Stored data
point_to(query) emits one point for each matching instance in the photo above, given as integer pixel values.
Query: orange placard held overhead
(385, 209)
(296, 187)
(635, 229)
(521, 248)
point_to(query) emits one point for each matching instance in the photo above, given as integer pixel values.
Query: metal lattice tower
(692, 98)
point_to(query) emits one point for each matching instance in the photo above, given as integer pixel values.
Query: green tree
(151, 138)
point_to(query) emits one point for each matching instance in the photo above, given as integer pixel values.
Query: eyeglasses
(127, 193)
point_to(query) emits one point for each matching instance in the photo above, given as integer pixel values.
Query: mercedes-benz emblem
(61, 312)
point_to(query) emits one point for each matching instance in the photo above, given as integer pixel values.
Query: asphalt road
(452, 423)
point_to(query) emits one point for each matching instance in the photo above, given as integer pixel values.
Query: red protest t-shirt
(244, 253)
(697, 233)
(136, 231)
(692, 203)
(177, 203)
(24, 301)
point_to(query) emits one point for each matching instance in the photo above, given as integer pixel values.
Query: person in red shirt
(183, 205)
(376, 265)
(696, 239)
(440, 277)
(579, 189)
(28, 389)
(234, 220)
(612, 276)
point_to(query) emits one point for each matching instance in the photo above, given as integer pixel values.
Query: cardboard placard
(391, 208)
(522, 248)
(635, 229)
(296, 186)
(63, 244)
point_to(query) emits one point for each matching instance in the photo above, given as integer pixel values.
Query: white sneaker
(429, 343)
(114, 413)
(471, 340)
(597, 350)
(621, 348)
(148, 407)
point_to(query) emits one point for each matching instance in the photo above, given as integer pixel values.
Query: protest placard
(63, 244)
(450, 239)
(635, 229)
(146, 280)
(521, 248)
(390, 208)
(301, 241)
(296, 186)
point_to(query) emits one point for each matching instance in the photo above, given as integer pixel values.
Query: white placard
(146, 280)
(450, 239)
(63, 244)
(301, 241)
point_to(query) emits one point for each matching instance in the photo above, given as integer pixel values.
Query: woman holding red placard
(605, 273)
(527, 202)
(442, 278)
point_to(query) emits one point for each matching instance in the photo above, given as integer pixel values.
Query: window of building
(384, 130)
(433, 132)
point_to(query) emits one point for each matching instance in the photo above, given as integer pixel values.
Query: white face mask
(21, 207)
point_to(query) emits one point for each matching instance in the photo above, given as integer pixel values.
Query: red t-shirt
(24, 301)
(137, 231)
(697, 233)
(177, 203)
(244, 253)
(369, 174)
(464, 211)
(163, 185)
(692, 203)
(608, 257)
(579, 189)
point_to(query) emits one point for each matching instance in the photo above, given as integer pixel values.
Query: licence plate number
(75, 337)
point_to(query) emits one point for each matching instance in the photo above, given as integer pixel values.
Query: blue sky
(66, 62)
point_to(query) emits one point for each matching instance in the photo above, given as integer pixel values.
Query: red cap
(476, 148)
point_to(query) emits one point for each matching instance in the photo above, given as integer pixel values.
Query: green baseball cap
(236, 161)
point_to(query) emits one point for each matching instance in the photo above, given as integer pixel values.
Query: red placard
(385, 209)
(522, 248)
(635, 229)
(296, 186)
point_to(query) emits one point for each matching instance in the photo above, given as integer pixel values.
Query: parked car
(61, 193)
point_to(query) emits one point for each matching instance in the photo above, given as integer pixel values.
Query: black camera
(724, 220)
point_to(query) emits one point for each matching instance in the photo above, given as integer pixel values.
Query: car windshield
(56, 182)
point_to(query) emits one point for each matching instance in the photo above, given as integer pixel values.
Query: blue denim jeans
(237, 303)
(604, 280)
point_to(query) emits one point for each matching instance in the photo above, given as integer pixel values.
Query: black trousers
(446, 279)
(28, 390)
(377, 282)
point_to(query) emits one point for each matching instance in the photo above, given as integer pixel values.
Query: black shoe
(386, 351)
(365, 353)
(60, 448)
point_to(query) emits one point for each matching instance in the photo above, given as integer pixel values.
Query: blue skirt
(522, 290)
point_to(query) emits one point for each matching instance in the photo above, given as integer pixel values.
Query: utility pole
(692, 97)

**Exercise instructions**: Output the data above without altering a line.

**Answer to this problem**:
point_to(query) emits one point for each matching instance in the photo above, given as integer pixel values.
Query: orange placard held overhead
(385, 209)
(296, 187)
(635, 229)
(521, 248)
point_to(query) emits one point for each matching instance in the photo above, given as integer pixel values.
Query: metal lattice tower
(692, 98)
point_to(query) emits one point for each matching instance in the photo above, given as integer pixel values.
Query: green tree
(151, 138)
point_to(query) emits one point for each matching instance in the photo above, given as integer pixel values.
Query: eyeglasses
(127, 193)
point_to(query) emits one point for each matching instance in the photo above, given as integer pixel values.
Query: mercedes-benz emblem
(61, 312)
point_to(query) emits one point for each matching instance in the photo above, given as integer pixel values.
Query: asphalt road
(452, 423)
point_to(query) emits one point for each matching instance in the photo above, given as integer pixel values.
Query: red protest t-shirt
(244, 253)
(697, 233)
(136, 231)
(692, 203)
(177, 203)
(24, 301)
point_to(query) emits one point for each matching instance in the photo above, given as integer pixel values.
Query: person in red shirt
(183, 205)
(376, 265)
(696, 239)
(440, 277)
(579, 189)
(28, 389)
(234, 220)
(612, 276)
point_to(query) emits one point for each matching instance in the photo above, given as integer pixel values.
Query: cardboard placard
(391, 208)
(522, 248)
(635, 229)
(296, 186)
(63, 244)
point_to(query) emits one point for each matching instance in the photo above, given as integer pixel values.
Query: white sneaker
(429, 343)
(114, 413)
(471, 340)
(597, 350)
(621, 348)
(148, 407)
point_to(query) emits one point for each matching instance in the photo above, given as integer pixel values.
Query: protest placard
(63, 244)
(450, 239)
(635, 229)
(146, 280)
(521, 248)
(390, 208)
(301, 241)
(296, 186)
point_to(query) emits one point for each matching instance in the photo above, given as integer pixel values.
Query: white placard
(146, 280)
(450, 239)
(63, 244)
(301, 241)
point_to(query) emits one point for each matching instance in the photo above, given as integer pixel values.
Query: woman holding red placard
(605, 273)
(527, 202)
(442, 278)
point_to(query) emits one point for each matching instance in the photo above, given as integer pixel values.
Query: window of building
(384, 130)
(433, 132)
point_to(query) emits one point for each matching instance in the photo above, given as integer pixel values.
Query: white face mask
(21, 207)
point_to(query) emits one point for each matching instance in the photo above, given as integer pixel values.
Query: red t-shirt
(24, 301)
(137, 231)
(697, 233)
(177, 203)
(244, 253)
(369, 174)
(464, 211)
(163, 185)
(692, 203)
(608, 257)
(579, 189)
point_to(query) emits one point for each matching instance in the photo above, given as integer pixel values.
Query: licence plate number
(75, 337)
point_to(query) emits one point for each matching instance in the photo above, given as integer pixel values.
Query: blue sky
(66, 62)
point_to(query) emits one point for each matching instance in the photo above, given as integer pixel values.
Query: red cap
(476, 148)
point_to(query) emits one point for each matching instance in the photo above, given as integer pixel values.
Query: green baseball cap
(236, 161)
point_to(query) emits one point for each matching instance in the photo above, given as integer pixel values.
Query: red placard
(385, 209)
(522, 248)
(635, 229)
(296, 186)
point_to(query) emits one point for each matching instance in the photo above, given as integer pixel values.
Query: parked car
(61, 193)
point_to(query) emits one point for each matching instance in the photo above, given as integer pixel values.
Query: black camera
(724, 220)
point_to(query) emits one point for each matching instance in the photo above, given as integer pixel values.
Query: car windshield
(56, 182)
point_to(query) emits one point for each matching instance in the photo above, given as integer pixel values.
Query: blue denim jeans
(237, 303)
(604, 280)
point_to(query) emits one point for each matching instance in the photo above, given as integer pixel values.
Query: black trousers
(446, 279)
(28, 390)
(377, 282)
point_to(query) emits one point for each matching instance in the photo above, given as integer pixel values.
Query: black shoe
(386, 351)
(365, 353)
(60, 448)
point_to(query) emits one point for each matching instance in the photo above, given as integer pixel values.
Query: blue skirt
(522, 290)
point_to(query) emits one point for each matching instance in the photo above, given as integer pixel values.
Query: utility pole
(692, 97)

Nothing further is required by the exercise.